* PAGE EXTRACT *
The result has been a steady, even precipitous decline in the amount and quality of natural areas in the Montreal region. By 1976, 83 per cent of Montreal’s original wetlands had been lost, and a fifth of the remaining wetlands have since been destroyed. While the region was almost entirely forested when Europeans arrived 400 years ago, only seven per cent was covered at the beginning of the 21st century. The remaining forests have been disappearing at a rate close to two per cent per year. And a considerable amount of agricultural land has been developed in recent decades. Since the late 1970s, close to 30,000 hectares of agricultural land have been converted to other uses in the Montreal region, an area almost two-thirds the size of the Island of Montreal.

From the series “Comme un murmure” by Normand Rajotte.

The Montreal Greenbelt

Most greenbelts are multifunctional in nature. They provide a firebreak to sprawl, stabilize the local farm economy, serve as recreational venues and preserve natural areas such as forests and wetlands. They can improve surface and underground water quality, help clean the air of pollutants and provide habitat to flora and fauna.

* TASKS TO COMPLETE *
[1] According to the passage on Montreal's natural areas, what share of Montreal's original wetlands had been lost by 1976?
[2] Quote the passage on Montreal's natural areas, beginning at the words "Most greenbelts are" and stopping after the words "flora and fauna.".

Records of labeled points

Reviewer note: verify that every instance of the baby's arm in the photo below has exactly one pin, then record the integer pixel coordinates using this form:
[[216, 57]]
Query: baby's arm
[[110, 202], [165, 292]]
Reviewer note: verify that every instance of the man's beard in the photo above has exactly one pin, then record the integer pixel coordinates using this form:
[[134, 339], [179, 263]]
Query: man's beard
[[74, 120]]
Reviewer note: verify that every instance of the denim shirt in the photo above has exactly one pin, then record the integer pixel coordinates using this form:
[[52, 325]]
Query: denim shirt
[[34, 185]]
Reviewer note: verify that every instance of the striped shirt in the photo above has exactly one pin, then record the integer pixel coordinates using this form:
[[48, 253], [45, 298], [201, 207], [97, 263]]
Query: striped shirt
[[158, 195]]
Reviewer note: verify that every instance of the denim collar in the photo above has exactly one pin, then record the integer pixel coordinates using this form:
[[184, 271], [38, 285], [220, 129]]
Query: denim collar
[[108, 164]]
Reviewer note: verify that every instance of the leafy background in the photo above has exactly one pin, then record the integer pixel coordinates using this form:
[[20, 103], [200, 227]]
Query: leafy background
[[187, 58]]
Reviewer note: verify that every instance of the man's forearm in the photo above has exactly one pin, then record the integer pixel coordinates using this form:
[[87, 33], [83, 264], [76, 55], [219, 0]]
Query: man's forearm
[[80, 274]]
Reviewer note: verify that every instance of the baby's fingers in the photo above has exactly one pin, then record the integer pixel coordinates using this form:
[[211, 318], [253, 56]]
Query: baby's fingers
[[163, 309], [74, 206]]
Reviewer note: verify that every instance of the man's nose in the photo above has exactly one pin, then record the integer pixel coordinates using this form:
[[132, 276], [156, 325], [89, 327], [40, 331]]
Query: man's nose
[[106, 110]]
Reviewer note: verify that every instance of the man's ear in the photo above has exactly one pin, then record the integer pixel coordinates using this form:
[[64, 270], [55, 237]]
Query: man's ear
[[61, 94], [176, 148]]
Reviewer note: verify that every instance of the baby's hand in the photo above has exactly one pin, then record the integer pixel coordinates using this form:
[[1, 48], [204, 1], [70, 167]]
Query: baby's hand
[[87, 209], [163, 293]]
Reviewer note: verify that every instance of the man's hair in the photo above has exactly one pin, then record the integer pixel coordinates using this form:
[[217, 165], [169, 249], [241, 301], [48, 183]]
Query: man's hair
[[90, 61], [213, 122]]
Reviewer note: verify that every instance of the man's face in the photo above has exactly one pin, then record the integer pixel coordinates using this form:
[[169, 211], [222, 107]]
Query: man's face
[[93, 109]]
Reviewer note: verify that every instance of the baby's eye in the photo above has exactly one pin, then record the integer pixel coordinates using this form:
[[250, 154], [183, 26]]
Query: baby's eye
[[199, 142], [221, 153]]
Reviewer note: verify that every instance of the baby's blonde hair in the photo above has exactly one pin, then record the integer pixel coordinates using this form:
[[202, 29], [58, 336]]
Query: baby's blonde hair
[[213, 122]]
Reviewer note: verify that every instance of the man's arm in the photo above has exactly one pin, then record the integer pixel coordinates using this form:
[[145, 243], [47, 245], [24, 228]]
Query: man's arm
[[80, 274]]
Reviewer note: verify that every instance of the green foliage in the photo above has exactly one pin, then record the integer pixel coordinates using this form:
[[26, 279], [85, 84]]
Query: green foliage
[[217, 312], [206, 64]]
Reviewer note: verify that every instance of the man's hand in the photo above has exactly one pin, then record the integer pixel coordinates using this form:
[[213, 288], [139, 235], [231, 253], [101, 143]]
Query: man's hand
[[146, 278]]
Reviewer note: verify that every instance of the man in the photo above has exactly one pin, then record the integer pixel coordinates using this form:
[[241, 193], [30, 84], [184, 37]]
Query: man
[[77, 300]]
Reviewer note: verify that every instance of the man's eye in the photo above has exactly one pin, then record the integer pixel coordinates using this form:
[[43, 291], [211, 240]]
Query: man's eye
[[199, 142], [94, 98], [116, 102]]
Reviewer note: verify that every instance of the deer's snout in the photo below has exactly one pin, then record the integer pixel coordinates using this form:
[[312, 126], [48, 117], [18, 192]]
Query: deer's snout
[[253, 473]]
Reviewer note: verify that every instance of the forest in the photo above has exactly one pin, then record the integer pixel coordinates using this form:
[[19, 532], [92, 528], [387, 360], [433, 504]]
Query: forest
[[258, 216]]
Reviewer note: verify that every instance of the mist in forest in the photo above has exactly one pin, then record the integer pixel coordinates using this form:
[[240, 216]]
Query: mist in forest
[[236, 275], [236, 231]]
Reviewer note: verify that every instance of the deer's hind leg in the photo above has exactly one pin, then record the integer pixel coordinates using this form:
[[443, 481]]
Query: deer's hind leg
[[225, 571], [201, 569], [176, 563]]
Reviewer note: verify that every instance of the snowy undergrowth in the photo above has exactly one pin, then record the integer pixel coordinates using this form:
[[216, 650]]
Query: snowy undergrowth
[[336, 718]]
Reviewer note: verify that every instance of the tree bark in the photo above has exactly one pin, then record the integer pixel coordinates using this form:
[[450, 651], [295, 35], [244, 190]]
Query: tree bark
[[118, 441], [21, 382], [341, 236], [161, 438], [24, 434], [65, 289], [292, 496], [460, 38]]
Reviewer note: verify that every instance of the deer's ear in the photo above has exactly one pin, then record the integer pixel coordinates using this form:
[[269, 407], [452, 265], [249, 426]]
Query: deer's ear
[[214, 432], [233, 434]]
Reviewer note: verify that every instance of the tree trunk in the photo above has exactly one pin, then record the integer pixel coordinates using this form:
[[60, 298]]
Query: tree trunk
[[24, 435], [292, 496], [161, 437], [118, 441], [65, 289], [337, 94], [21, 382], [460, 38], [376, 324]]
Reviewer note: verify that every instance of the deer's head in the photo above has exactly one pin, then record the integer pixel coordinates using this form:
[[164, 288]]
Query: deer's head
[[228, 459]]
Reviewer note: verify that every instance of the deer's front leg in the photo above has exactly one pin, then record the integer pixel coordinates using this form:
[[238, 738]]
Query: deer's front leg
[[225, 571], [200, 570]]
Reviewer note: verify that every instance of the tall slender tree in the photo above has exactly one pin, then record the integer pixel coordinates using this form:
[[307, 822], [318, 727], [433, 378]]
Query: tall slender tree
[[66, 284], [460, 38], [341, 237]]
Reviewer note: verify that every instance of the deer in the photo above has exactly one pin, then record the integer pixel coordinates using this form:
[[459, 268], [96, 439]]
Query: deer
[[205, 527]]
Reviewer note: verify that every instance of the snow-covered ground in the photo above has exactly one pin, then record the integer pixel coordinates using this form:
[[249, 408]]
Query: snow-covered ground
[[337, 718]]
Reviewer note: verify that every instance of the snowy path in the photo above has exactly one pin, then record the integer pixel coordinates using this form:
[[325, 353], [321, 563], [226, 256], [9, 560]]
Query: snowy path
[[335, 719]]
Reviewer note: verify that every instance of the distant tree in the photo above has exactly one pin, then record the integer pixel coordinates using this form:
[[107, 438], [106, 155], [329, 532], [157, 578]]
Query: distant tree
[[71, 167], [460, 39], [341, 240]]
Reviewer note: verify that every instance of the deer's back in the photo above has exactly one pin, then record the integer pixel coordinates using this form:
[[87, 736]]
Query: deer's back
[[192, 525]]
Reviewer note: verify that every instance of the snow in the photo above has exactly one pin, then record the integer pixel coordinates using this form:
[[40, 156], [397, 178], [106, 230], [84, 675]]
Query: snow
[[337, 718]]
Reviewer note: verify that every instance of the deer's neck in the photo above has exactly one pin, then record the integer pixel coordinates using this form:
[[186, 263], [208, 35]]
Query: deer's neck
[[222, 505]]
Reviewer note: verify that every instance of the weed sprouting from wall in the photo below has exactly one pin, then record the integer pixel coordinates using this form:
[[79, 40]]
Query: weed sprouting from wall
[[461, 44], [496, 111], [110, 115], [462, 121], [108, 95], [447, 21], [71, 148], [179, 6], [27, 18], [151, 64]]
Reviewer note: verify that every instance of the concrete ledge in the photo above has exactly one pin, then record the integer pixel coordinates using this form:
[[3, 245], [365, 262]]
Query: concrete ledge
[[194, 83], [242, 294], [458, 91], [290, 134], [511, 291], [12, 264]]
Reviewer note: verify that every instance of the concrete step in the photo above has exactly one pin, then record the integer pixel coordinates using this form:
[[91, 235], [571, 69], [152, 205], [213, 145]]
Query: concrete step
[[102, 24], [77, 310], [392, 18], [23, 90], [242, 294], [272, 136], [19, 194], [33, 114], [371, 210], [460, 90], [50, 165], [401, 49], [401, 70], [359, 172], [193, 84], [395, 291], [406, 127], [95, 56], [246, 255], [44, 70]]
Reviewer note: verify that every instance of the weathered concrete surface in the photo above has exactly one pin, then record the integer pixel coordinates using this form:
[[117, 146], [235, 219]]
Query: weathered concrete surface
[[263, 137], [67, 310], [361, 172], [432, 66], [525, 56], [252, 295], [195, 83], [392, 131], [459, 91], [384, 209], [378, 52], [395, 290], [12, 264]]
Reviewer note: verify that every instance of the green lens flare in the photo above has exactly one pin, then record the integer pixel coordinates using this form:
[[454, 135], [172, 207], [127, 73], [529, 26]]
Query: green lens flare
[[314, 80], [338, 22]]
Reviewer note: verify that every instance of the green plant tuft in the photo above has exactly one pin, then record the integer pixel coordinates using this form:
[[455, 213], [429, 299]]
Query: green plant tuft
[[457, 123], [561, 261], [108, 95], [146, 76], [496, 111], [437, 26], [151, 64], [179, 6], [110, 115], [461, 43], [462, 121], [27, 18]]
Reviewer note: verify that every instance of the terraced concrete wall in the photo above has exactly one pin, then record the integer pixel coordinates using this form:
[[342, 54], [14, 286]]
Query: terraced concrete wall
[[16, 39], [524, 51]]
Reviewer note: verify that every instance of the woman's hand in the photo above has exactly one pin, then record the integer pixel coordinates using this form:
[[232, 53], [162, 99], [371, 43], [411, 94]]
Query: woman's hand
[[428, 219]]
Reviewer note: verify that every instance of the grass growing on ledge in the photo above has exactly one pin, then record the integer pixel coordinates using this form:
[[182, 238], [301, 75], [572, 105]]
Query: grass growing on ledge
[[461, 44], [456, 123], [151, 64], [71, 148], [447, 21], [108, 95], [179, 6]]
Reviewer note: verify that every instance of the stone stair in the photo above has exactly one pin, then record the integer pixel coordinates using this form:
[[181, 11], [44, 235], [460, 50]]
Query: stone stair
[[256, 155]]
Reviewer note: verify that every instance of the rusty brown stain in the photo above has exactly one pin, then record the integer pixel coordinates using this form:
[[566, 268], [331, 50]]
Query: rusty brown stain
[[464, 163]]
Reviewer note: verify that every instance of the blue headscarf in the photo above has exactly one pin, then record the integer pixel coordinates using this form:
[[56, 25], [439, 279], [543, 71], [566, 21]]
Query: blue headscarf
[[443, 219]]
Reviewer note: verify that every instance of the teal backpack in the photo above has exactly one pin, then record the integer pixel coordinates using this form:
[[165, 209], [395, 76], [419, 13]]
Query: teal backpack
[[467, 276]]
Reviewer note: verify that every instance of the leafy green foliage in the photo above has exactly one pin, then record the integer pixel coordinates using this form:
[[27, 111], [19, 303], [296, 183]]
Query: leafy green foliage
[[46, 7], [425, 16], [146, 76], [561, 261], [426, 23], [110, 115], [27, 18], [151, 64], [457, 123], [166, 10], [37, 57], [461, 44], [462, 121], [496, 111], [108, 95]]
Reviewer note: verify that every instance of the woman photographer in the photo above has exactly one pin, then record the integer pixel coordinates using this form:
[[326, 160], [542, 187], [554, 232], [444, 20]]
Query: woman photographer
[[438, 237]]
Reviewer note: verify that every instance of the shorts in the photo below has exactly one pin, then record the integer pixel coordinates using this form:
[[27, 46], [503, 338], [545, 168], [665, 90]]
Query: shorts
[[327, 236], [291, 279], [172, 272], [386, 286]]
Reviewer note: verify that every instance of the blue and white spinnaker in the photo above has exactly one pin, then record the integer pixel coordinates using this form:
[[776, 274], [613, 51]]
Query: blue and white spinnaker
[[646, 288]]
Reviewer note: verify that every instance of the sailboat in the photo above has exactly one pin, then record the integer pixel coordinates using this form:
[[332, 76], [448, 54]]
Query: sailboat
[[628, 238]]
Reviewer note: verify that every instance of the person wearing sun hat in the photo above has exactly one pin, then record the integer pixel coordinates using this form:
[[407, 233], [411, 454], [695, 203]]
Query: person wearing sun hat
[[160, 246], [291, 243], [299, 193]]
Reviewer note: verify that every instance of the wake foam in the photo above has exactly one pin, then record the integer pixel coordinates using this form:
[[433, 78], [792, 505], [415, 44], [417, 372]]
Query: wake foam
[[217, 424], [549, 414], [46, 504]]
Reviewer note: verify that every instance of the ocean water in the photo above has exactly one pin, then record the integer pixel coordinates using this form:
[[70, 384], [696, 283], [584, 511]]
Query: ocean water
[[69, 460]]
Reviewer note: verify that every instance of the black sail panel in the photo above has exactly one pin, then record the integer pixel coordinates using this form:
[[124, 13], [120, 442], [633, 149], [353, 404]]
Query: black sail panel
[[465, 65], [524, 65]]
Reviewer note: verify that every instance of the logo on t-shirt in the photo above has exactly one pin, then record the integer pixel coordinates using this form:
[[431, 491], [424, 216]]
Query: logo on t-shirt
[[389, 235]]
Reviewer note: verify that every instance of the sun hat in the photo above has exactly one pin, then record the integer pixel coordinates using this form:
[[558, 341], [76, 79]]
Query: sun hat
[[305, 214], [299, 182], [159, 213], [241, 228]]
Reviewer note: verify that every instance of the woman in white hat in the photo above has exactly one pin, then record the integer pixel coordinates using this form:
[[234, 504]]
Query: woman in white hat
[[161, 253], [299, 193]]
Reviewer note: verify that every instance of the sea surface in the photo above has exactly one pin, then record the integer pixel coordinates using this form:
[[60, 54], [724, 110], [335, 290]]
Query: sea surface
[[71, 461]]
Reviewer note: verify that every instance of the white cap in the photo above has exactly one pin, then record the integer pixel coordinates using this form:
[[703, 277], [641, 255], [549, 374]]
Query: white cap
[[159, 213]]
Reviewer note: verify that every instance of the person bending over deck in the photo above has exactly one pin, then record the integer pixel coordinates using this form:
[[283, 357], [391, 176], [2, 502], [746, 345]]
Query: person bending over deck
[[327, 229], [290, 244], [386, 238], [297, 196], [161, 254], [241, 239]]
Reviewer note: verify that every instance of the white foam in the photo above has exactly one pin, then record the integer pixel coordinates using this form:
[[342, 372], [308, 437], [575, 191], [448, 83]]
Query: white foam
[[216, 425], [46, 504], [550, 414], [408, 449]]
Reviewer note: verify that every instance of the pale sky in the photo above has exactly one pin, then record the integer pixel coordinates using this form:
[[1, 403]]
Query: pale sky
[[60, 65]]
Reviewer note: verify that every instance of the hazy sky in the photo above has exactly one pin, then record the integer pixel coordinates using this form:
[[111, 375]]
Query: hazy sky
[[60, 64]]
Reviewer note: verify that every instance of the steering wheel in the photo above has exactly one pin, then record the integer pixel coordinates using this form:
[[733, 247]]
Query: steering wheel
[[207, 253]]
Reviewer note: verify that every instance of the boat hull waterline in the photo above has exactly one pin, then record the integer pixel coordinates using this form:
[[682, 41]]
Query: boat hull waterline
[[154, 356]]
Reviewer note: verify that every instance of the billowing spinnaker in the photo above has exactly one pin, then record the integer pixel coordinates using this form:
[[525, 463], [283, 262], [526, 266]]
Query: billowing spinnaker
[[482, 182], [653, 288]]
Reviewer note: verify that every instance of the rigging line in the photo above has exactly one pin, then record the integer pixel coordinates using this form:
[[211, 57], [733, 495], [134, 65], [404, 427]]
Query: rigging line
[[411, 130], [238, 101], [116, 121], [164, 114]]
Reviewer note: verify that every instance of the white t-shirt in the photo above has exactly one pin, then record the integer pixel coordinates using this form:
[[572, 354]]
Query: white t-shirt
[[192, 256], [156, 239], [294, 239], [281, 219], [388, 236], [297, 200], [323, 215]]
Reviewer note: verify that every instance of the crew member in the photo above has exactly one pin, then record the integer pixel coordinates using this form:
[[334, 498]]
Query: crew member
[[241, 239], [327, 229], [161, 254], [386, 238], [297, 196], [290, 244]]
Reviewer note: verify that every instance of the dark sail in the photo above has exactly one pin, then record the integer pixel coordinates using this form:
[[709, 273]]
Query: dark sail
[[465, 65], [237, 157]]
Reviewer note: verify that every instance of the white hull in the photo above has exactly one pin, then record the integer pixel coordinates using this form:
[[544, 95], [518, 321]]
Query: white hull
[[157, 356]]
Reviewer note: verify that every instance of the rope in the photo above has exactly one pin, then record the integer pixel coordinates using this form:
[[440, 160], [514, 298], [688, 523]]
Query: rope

* FINAL RESULTS *
[1] 83 percent.

[2]
Most greenbelts are multifunctional in nature. They provide a firebreak to sprawl, stabilize the local farm economy, serve as recreational venues and preserve natural areas such as forests and wetlands. They can improve surface and underground water quality, help clean the air of pollutants and provide habitat to flora and fauna.